## Entries provided
-=-=-
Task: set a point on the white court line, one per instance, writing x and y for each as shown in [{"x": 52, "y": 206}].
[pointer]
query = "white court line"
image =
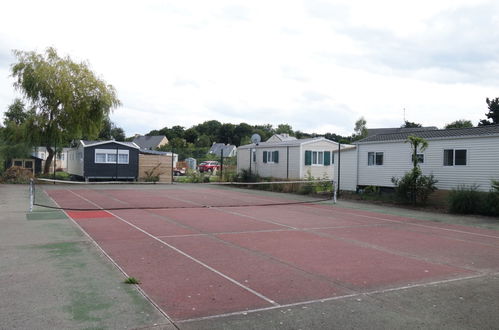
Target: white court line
[
  {"x": 308, "y": 302},
  {"x": 185, "y": 254},
  {"x": 410, "y": 223},
  {"x": 139, "y": 289}
]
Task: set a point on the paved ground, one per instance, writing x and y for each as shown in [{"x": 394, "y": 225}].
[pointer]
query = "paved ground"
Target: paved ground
[{"x": 52, "y": 276}]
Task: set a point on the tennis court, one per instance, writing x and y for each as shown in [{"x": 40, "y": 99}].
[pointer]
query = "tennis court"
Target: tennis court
[{"x": 195, "y": 261}]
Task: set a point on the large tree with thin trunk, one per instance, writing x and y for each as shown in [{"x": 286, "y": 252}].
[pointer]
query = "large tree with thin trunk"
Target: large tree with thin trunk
[
  {"x": 70, "y": 101},
  {"x": 493, "y": 114}
]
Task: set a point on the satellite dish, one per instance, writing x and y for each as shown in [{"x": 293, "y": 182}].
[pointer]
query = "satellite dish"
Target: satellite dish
[{"x": 255, "y": 138}]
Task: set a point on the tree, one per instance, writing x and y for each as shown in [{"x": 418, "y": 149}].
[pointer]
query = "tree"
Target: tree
[
  {"x": 284, "y": 128},
  {"x": 416, "y": 142},
  {"x": 414, "y": 186},
  {"x": 360, "y": 129},
  {"x": 110, "y": 131},
  {"x": 461, "y": 123},
  {"x": 13, "y": 143},
  {"x": 69, "y": 100},
  {"x": 410, "y": 124},
  {"x": 16, "y": 113},
  {"x": 493, "y": 114}
]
-=-=-
## Problem
Go line by line through the records and copy those that contain the word "query".

## Expected answer
query = "white court line"
query = "paved ground"
query = "tennis court"
query = "large tree with thin trunk"
query = "satellite dish"
query = "tree"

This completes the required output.